> Exercise objective:
Report how many lines of the data below contain "tractor". Give nothing besides the number.

== Supplied data

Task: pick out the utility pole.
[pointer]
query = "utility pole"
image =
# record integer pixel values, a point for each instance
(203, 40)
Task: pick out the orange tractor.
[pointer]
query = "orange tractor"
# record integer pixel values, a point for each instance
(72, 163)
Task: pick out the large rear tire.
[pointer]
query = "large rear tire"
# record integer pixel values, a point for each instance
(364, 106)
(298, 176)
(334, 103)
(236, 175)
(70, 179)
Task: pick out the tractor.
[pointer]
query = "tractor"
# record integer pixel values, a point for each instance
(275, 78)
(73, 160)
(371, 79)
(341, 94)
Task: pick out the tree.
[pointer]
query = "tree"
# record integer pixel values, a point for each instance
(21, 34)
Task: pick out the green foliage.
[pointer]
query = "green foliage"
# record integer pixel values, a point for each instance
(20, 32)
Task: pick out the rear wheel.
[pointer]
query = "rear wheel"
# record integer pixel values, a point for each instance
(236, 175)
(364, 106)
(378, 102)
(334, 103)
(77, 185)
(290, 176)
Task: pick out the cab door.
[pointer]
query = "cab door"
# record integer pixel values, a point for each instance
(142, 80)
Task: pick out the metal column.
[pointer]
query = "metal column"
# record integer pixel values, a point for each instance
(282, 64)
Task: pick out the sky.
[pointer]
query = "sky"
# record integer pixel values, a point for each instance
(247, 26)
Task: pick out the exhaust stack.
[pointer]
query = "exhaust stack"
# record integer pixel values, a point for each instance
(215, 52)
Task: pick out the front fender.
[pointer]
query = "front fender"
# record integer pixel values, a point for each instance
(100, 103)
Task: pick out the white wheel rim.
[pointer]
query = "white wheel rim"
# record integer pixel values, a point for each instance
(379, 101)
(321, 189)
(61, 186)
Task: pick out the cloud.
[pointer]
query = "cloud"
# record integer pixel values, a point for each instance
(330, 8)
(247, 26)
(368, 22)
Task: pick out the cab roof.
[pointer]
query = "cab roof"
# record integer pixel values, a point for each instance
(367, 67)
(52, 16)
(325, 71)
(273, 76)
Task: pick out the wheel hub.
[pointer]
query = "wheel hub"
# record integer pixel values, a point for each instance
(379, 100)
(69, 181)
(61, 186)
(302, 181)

====

> Solution for this problem:
4